**Assignment**
Where does the string "mesh" occur in the records? Copy each line that holds it.

::::

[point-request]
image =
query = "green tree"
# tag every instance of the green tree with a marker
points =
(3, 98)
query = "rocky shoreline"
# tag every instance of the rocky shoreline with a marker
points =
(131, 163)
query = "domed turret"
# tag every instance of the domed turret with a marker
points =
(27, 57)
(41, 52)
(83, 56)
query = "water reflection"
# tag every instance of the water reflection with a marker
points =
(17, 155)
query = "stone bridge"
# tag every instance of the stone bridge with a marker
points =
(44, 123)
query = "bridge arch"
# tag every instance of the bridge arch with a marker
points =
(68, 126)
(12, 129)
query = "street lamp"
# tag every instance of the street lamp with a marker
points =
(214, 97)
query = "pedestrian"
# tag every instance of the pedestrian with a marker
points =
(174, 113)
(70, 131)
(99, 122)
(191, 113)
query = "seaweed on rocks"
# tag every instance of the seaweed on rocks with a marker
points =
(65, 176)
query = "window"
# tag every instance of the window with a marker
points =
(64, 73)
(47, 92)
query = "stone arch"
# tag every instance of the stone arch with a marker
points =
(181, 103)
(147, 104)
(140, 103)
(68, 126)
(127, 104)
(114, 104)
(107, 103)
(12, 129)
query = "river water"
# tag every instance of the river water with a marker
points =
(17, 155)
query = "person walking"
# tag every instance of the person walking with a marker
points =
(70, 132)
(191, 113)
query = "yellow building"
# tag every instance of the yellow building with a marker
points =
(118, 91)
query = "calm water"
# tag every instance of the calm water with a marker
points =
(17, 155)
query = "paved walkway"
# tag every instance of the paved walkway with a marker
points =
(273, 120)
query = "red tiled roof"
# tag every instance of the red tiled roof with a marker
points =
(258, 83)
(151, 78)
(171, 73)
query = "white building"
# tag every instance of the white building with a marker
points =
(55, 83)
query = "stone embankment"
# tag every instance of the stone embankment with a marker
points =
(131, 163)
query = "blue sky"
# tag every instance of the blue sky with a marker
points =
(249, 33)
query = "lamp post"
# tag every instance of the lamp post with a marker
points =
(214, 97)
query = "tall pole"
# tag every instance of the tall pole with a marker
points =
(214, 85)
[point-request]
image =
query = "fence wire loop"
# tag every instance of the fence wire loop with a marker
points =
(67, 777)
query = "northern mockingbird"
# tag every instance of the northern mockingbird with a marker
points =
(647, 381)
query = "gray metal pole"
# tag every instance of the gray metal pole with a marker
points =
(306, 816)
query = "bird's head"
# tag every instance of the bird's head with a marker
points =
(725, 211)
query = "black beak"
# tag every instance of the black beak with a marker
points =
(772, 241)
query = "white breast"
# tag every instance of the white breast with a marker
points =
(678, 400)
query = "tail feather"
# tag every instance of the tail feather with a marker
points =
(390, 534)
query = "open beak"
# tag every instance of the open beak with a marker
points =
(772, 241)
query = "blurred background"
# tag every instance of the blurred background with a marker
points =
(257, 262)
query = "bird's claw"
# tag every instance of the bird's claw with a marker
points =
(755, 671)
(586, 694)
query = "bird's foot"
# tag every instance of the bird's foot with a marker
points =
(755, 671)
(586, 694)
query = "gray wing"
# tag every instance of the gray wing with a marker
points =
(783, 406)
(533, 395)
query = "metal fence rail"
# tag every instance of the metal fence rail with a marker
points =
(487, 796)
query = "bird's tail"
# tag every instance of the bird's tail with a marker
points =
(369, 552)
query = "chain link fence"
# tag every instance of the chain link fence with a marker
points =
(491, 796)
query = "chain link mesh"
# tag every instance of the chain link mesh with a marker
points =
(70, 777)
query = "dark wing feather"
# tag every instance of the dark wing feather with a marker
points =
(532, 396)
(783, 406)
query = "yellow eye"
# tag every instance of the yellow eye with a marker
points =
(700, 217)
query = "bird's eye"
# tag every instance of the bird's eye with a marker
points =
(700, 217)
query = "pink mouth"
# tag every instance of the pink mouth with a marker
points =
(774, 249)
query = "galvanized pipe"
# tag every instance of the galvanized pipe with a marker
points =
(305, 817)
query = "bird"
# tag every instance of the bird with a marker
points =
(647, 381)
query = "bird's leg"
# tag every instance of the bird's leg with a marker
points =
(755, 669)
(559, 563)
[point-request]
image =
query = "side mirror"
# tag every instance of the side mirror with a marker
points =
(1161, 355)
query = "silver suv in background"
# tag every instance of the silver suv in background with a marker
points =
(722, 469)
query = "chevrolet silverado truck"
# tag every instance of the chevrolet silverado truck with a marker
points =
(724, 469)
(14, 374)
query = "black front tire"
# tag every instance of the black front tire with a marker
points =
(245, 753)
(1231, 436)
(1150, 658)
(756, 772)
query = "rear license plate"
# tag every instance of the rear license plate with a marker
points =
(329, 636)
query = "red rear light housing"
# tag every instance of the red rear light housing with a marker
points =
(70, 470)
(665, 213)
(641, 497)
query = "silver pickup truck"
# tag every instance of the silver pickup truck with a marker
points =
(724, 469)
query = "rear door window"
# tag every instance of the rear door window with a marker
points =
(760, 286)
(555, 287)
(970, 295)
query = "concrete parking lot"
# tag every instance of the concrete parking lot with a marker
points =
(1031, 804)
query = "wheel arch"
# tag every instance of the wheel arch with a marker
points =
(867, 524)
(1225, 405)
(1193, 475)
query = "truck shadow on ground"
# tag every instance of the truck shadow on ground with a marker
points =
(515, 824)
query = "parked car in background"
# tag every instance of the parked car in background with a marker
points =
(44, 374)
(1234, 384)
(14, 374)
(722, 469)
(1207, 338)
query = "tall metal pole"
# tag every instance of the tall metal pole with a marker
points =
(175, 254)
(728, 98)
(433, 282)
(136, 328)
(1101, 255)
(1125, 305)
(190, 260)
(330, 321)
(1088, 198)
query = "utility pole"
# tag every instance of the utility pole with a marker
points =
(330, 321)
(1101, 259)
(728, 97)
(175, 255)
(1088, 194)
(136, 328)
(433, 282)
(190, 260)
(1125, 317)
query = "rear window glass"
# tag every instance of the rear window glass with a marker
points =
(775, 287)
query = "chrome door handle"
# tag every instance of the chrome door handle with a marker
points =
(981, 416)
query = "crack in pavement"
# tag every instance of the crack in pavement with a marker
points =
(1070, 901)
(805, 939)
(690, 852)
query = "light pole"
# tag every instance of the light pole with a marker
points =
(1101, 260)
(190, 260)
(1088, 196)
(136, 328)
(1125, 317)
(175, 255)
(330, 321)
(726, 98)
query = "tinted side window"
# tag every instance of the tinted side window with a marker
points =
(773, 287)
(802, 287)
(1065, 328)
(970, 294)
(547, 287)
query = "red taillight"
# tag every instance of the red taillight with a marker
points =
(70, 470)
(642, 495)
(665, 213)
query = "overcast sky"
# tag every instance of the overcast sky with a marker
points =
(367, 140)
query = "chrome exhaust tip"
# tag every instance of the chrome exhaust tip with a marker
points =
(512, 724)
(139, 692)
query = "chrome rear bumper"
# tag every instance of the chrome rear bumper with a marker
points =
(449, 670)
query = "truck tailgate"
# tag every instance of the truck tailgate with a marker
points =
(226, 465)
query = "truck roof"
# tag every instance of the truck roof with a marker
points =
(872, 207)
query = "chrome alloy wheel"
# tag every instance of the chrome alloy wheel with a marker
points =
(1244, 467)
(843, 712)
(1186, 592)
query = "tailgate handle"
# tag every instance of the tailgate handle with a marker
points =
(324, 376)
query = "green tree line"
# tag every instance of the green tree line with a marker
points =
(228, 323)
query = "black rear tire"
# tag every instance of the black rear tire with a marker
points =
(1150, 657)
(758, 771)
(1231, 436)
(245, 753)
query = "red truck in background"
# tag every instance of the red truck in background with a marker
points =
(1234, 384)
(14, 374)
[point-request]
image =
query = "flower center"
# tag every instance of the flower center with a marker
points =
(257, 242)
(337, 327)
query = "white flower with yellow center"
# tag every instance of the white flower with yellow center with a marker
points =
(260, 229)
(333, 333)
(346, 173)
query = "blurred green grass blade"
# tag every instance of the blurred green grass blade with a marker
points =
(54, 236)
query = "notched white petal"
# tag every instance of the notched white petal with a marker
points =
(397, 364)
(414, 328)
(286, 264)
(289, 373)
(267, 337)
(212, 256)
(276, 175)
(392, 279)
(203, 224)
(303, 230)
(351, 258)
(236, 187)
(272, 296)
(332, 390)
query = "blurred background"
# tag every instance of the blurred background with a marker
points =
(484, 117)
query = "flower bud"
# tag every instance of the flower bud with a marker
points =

::::

**Answer box**
query = "chain link mesh"
# tag every instance of the chain link mesh with a marker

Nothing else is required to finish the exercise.